§ **YOUR GOAL**: If a line in the listing below includes the string "stone", pull it out.

§ **AVAILABLE RECORDS**:
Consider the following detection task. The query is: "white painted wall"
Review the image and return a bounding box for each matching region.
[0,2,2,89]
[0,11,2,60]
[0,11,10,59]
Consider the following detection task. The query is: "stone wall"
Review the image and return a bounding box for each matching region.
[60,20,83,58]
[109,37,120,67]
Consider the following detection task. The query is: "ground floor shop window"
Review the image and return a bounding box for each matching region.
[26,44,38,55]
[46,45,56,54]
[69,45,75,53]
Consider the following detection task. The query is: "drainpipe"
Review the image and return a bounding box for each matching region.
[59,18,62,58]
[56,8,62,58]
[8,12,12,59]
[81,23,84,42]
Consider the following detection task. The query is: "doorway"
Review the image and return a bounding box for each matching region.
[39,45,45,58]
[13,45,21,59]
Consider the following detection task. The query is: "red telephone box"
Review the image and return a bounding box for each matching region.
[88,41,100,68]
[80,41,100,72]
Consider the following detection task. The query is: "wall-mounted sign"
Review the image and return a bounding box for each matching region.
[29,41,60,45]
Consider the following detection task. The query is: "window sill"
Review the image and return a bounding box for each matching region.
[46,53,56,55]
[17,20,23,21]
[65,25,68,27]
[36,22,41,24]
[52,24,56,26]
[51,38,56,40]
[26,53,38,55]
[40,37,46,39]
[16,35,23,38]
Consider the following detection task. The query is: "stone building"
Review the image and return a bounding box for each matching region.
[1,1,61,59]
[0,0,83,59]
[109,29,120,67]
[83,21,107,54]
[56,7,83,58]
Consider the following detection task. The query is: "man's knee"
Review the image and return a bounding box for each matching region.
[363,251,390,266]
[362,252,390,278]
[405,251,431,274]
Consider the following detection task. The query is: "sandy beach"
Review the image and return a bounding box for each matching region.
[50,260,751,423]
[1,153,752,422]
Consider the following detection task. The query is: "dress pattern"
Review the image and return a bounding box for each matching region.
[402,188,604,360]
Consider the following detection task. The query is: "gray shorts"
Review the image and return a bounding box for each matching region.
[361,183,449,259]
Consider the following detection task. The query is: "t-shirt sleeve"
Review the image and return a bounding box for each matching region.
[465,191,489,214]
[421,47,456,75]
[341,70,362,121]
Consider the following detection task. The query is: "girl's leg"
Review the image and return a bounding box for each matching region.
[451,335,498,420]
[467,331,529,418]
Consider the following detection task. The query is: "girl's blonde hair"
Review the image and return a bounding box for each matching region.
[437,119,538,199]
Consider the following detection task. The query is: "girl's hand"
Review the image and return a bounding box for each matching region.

§ **REPLY**:
Consider the following detection task. The query is: "stone wall"
Consider the following detection task. The query is: "stone building"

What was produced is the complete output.